→ **WORK TASK**:
Whenever the string "dorsal" turns up in a line below, that line should be copied.

→ **Records excerpted from a collection**:
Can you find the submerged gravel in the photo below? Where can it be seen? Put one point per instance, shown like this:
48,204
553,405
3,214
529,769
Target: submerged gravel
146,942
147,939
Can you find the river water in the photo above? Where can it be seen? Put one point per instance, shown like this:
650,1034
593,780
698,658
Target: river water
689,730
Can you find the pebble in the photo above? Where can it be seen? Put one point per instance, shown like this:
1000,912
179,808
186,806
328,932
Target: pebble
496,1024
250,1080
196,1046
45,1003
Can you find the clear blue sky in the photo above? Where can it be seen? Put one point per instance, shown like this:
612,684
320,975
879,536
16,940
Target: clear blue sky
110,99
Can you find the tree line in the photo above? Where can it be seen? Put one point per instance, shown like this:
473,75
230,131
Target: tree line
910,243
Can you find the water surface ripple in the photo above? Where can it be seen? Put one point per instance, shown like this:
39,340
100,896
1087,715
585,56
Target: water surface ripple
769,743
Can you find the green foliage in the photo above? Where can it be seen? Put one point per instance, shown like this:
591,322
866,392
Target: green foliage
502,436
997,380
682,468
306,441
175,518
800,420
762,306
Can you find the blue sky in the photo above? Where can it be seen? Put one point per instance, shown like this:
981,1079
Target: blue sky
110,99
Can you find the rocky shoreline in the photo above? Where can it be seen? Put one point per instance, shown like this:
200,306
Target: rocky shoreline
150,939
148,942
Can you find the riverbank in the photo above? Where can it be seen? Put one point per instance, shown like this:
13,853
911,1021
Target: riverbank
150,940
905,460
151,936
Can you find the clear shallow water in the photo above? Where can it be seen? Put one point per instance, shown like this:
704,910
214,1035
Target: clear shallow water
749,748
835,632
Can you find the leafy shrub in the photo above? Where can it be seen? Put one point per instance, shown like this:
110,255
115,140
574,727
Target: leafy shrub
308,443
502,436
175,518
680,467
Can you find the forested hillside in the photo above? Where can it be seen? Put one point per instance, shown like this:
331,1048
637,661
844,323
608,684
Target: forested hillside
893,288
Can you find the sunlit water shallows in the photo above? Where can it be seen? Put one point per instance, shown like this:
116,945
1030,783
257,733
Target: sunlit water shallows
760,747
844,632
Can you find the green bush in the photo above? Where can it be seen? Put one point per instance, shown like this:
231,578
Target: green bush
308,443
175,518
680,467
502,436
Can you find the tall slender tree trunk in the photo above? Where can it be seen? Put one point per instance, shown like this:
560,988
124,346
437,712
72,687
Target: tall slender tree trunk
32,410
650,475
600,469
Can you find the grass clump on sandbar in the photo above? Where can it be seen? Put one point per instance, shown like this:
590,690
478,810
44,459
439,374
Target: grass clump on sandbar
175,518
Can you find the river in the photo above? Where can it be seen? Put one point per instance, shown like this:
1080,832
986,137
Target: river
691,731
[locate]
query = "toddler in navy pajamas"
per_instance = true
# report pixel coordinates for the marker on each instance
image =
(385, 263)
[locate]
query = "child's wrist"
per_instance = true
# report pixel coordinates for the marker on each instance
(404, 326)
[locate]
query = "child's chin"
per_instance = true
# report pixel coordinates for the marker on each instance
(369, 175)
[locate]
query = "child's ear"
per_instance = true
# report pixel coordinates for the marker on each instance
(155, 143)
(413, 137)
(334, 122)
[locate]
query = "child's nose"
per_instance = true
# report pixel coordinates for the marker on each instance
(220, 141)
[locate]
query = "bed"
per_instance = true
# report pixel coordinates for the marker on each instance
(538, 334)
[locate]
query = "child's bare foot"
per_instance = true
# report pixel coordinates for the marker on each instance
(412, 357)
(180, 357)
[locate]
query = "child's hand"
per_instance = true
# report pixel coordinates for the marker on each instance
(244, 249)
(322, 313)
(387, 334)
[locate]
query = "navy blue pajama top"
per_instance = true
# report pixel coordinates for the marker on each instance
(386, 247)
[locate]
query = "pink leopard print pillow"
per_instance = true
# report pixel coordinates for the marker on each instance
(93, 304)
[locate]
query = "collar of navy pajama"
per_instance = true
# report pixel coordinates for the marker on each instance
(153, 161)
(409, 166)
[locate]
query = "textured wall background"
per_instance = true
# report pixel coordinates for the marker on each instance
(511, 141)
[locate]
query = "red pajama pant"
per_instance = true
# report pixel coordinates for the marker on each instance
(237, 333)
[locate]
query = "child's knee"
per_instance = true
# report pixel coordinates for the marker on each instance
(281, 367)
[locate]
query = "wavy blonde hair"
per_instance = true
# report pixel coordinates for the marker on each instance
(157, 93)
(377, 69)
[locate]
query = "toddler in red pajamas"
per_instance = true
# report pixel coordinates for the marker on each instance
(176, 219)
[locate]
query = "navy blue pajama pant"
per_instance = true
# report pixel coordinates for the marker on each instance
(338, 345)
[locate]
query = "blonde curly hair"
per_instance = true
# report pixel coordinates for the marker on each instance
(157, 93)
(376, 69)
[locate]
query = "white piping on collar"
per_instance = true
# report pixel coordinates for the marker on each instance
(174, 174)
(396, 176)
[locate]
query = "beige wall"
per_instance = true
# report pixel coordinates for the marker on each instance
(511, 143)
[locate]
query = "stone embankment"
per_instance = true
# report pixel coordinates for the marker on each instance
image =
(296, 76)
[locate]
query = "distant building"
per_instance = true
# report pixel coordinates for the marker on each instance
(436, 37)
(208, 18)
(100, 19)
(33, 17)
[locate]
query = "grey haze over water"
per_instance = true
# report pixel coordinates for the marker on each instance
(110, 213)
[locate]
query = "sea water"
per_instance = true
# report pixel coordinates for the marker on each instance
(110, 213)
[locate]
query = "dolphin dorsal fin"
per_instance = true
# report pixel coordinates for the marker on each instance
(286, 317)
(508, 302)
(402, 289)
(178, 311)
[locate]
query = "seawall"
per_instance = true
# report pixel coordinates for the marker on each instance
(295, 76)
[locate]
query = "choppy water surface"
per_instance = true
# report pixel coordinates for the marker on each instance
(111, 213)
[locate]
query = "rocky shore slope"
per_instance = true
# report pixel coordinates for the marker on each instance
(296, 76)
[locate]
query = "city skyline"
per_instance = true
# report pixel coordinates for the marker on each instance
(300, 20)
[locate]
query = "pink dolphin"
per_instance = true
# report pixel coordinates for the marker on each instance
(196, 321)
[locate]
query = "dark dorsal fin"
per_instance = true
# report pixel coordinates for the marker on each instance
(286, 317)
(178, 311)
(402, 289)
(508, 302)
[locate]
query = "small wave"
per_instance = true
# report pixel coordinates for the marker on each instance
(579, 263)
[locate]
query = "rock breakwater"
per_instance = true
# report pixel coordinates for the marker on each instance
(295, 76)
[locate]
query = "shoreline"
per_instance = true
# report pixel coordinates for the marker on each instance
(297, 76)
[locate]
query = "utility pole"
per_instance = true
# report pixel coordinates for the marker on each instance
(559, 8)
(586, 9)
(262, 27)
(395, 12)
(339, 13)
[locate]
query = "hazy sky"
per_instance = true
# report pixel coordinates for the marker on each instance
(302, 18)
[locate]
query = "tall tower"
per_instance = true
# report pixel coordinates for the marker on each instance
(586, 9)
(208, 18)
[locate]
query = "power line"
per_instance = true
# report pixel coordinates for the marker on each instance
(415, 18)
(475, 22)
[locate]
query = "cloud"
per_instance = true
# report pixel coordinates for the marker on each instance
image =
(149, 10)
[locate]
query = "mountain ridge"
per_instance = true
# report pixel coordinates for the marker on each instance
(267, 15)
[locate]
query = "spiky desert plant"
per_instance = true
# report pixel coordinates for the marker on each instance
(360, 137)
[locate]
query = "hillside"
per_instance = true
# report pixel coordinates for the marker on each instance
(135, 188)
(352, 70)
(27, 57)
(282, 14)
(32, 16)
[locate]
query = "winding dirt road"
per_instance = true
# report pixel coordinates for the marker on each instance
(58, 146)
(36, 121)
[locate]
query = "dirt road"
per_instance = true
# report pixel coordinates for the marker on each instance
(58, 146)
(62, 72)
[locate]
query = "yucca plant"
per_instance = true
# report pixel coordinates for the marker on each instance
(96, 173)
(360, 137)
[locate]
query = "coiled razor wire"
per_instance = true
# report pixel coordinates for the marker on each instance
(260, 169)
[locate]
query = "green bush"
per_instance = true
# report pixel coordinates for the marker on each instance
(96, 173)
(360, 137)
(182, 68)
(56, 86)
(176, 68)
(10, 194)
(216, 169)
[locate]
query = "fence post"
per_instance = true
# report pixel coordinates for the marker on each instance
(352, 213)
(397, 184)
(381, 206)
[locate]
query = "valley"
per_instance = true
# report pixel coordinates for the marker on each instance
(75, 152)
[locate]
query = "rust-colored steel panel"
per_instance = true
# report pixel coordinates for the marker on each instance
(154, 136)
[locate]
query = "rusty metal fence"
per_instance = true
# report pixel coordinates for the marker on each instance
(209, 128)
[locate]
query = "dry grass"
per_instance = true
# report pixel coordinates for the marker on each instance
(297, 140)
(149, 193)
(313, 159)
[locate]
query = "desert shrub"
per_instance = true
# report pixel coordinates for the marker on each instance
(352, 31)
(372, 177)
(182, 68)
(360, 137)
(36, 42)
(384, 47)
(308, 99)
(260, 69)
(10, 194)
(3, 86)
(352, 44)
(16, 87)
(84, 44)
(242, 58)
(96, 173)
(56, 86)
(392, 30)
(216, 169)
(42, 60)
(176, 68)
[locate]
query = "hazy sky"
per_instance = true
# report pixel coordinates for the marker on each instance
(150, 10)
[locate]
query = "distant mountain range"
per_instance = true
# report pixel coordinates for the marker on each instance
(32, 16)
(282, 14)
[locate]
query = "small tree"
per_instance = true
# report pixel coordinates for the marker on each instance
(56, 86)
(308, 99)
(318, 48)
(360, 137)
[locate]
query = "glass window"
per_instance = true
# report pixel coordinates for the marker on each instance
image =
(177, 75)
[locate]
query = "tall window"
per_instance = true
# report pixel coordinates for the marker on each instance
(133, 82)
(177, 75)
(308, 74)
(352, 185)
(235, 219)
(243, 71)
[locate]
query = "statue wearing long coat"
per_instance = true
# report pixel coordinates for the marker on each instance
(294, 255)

→ **REPLY TO THE TASK**:
query = "dolphin dorsal fin"
query = "dark dorsal fin"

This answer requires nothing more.